• [Exercise]
Where does the word "english" show up in the data? Please find each such line and copy it.

[[ Data shown open ]]

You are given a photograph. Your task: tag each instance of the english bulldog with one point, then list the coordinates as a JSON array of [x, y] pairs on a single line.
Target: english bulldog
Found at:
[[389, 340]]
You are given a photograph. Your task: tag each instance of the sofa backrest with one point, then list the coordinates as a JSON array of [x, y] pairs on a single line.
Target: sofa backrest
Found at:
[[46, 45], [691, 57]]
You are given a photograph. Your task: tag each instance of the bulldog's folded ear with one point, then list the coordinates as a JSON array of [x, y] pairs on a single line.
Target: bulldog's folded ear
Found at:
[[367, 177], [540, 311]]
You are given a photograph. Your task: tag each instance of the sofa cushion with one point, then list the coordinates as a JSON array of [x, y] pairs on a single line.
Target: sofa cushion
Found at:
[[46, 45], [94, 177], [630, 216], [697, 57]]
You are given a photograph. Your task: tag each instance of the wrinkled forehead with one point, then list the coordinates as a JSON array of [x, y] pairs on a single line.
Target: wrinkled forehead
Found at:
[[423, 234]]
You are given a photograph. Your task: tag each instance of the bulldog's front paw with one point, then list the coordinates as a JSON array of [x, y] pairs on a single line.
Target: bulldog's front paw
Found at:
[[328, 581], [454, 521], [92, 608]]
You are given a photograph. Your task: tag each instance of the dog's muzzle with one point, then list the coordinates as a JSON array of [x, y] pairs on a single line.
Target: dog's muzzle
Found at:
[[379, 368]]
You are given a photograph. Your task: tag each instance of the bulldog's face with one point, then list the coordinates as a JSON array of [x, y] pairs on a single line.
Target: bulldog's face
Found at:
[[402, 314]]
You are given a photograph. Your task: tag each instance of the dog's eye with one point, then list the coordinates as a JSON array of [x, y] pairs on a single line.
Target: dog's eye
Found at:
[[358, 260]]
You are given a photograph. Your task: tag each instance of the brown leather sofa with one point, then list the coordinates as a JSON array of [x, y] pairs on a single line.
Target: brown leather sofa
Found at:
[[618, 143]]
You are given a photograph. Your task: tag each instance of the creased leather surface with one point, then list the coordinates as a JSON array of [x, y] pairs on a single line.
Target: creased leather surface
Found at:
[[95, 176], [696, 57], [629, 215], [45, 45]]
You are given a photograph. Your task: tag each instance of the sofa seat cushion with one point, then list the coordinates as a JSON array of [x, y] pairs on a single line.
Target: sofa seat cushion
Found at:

[[ Data shown closed ]]

• [Result for this task]
You are given a photograph. Your task: tag each instance of the english bulldog with one point, then list the coordinates as a JSON array of [x, y] pairs on a single line.
Target: english bulldog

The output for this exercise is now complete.